__Set task__: List every line of the data below that contains the string "jacket", matching its case exactly.

__Entries provided__:
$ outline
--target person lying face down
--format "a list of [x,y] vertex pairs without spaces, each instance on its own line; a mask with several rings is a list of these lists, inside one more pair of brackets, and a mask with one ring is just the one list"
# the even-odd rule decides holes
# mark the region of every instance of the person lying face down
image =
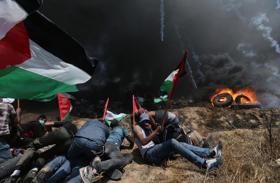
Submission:
[[[205,171],[211,171],[217,169],[223,161],[221,155],[223,143],[220,141],[218,145],[213,149],[201,148],[186,144],[179,142],[174,139],[171,139],[159,144],[157,134],[162,132],[164,128],[160,126],[154,131],[152,129],[150,116],[147,114],[140,116],[140,120],[133,130],[136,145],[140,151],[142,157],[151,164],[157,165],[165,158],[179,154]],[[199,156],[212,157],[204,159]]]

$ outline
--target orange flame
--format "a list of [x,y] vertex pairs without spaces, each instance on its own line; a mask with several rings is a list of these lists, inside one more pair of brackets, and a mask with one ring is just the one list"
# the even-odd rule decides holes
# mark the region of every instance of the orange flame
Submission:
[[[233,98],[233,103],[235,103],[234,101],[235,98],[239,95],[243,95],[248,97],[250,99],[250,101],[247,101],[245,98],[241,98],[241,103],[257,103],[258,100],[256,94],[254,92],[254,90],[250,88],[246,88],[237,91],[234,93],[232,90],[229,88],[218,88],[215,90],[214,93],[209,98],[211,101],[211,103],[212,105],[214,106],[213,103],[212,102],[213,99],[217,95],[222,94],[224,93],[228,93],[230,94],[232,98]],[[226,98],[222,97],[219,99],[219,100],[221,102],[223,102],[225,101]]]

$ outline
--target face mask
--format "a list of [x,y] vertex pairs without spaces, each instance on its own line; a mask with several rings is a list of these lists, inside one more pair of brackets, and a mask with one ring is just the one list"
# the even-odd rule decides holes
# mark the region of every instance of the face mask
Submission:
[[45,121],[39,121],[39,122],[42,124],[42,126],[43,126],[44,125],[44,124],[45,124]]

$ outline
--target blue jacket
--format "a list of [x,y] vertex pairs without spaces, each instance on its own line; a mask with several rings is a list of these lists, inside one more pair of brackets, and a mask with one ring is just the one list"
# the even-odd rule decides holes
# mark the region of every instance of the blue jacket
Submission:
[[110,135],[109,128],[95,119],[90,119],[78,130],[75,136],[90,139],[104,145]]

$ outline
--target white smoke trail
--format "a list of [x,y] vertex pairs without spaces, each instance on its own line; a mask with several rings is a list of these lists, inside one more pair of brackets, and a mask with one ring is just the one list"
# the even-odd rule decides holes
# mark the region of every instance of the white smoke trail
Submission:
[[[182,36],[181,36],[181,35],[180,35],[180,33],[179,32],[179,30],[178,30],[178,26],[176,25],[175,24],[175,22],[174,21],[174,19],[172,19],[172,20],[173,21],[173,23],[174,24],[174,27],[175,28],[175,30],[176,31],[176,34],[177,35],[177,36],[178,37],[178,38],[179,39],[179,40],[180,41],[180,42],[181,43],[181,50],[182,50],[182,52],[183,53],[185,53],[185,50],[184,49],[184,43],[183,43],[183,42],[182,41]],[[186,63],[187,64],[187,65],[188,66],[188,69],[189,70],[189,72],[190,73],[190,76],[191,78],[192,78],[192,84],[193,85],[193,86],[194,87],[196,88],[197,88],[197,86],[196,86],[196,84],[195,83],[195,80],[193,79],[193,77],[192,76],[192,69],[190,68],[190,64],[189,64],[189,62],[188,61],[188,60],[186,59]],[[186,65],[185,65],[185,67],[186,67]]]
[[249,57],[251,58],[253,57],[257,56],[257,53],[252,50],[250,50],[249,51],[245,50],[244,47],[249,47],[251,46],[251,44],[249,43],[240,43],[237,45],[237,47],[236,49],[238,51],[240,51],[242,52],[244,54],[244,57]]
[[199,75],[202,77],[204,80],[205,79],[205,77],[204,76],[204,75],[203,75],[203,73],[202,73],[201,71],[200,71],[200,66],[201,66],[202,64],[201,62],[199,61],[199,56],[198,54],[196,53],[195,52],[195,50],[193,49],[193,47],[192,45],[191,47],[192,53],[192,58],[195,59],[195,61],[198,64],[198,66],[197,66],[197,73],[199,74]]
[[265,67],[270,69],[270,73],[273,75],[269,77],[267,79],[267,82],[270,81],[272,80],[276,80],[278,81],[279,78],[280,77],[280,74],[279,74],[279,70],[278,68],[276,66],[269,65],[266,63],[264,64],[257,64],[256,62],[252,61],[251,64],[256,68],[261,68]]
[[270,33],[272,31],[272,28],[270,27],[266,27],[262,23],[263,21],[268,22],[269,20],[265,16],[265,13],[259,13],[252,18],[253,24],[257,26],[257,30],[262,31],[262,36],[266,39],[267,39],[271,43],[270,47],[275,47],[275,51],[280,54],[280,47],[277,41],[274,40],[271,36]]
[[280,0],[277,0],[276,3],[277,3],[277,6],[275,7],[275,9],[278,10],[280,8]]
[[190,68],[190,66],[189,64],[189,62],[188,61],[188,60],[186,59],[186,63],[188,65],[188,67],[189,69],[189,71],[190,72],[190,75],[192,78],[192,84],[193,84],[193,86],[196,88],[197,88],[197,87],[196,86],[196,84],[195,84],[195,80],[193,79],[193,77],[192,77],[192,69]]
[[160,34],[161,34],[161,41],[163,41],[163,28],[164,28],[164,10],[163,9],[163,0],[160,1]]

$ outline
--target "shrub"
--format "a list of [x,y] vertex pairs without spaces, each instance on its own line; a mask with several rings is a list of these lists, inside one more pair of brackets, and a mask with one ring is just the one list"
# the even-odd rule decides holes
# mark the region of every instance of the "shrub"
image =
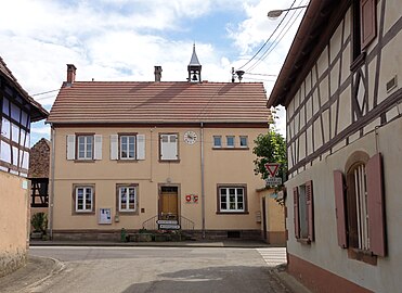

__Written reply__:
--target blue jacket
# mark the region of every instance of the blue jacket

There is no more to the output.